=== SUPPLIED MATERIAL ===

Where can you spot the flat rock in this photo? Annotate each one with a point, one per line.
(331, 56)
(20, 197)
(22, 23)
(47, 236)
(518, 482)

===

▸ **WHAT IS BEING ASKED**
Each record needs to be duplicated exactly.

▸ **WRITTEN RESPONSE**
Where can you spot the flat rock in this photo? Annotate each one with a point, one per line.
(331, 56)
(20, 197)
(22, 23)
(47, 236)
(518, 482)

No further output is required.